#### PASSAGE PROVIDED
□ □ □

Flink 1.x
Getting lineage from Flink
This is Flink 1.x integration docs. For Flink 2.x integration, please refer to Flink 2.x integration.
OpenLineage utilizes Flink's JobListener
interface. This interface is used by Flink to notify user of job submission,
successful finish of job, or job failure. Implementations of this interface are executed on JobClient
.
When OpenLineage listener receives information that job was submitted, it extracts Transformations
from job's
ExecutionEnvironment
. The Transformations
represent logical operations in the dataflow graph; they are composed
of both Flink's built-in operators, but also user-provided Sources
, Sinks
and functions. To get the lineage,
OpenLineage integration processes dataflow graph. Currently, OpenLineage is interested only in information contained
in Sources
and Sinks
, as they are the places where Flink interacts with external systems.
After job submission, OpenLineage integration starts actively listening to checkpoints - this gives insight into whether the job runs properly.
Limitations
Currently, OpenLineage's Flink integration is limited to getting information from jobs running in Application Mode.
Supported Sources and Sinks
OpenLineage integration extracts lineage only from following Sources
and Sinks
:
Sources | Sinks |
---|---|
KafkaSource | KafkaSink (1) |
FlinkKafkaConsumer | FlinkKafkaProducer |
IcebergFlinkSource | IcebergFlinkSink |
JdbcSource | JdbcSink |
CassandraSource | CassandraSink |
We expect this list to grow as we add support for more connectors.

□ □ □

#### SUPPLIED INFORMATION
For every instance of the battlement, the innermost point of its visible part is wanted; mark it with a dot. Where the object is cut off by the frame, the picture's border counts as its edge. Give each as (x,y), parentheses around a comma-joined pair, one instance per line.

□ □ □

#### PROMPT 1
Answer from the OpenLineage Flink 1.x page:
(a) Which Flink interface does OpenLineage use?
(b) What does the integration begin listening to after job submission?
(c) In which mode must jobs run for the integration to get information from them?
#### PROMPT 2
Write out a passage of the OpenLineage Flink 1.x page, beginning at the words "After job submission, OpenLineage" and ending after the words "in Application Mode.".
#### PROMPT 3
Extend the OpenLineage Flink 1.x page with the section that follows its final sentence.
The material comes from a separate source.

#### REPLY 1
(a) JobListener
(b) Checkpoints
(c) Application Mode

#### REPLY 2
After job submission, OpenLineage integration starts actively listening to checkpoints - this gives insight into whether the job runs properly.
Limitations
Currently, OpenLineage's Flink integration is limited to getting information from jobs running in Application Mode.

#### REPLY 3
(1) KafkaSink supports sinks that write to a single topic as well as multi topic sinks. The
limitation for multi topic sink is that: topics need to have the same schema and implementation
of KafkaRecordSerializationSchema
must extend KafkaTopicsDescriptor
.
Methods isFixedTopics
and getFixedTopics
from KafkaTopicsDescriptor
are used to extract multiple topics
from a sink.
Usage
In your job, you need to set up OpenLineageFlinkJobListener
.
For example:
JobListener listener = OpenLineageFlinkJobListener.builder()
.executionEnvironment(streamExecutionEnvironment)
.build();
streamExecutionEnvironment.registerJobListener(listener);
OpenLineage jar needs to be present on JobManager
. It also requires running in application mode
with setting execution.attached: true
.
If execution.attached
is false, we don't receive proper information about job completion.
When the JobListener
is configured, you need to point the OpenLineage integration where the events should end up.
If you're using Marquez
, simplest way to do that is to set up OPENLINEAGE_URL
environment
variable to Marquez
URL. More advanced settings are in the client documentation..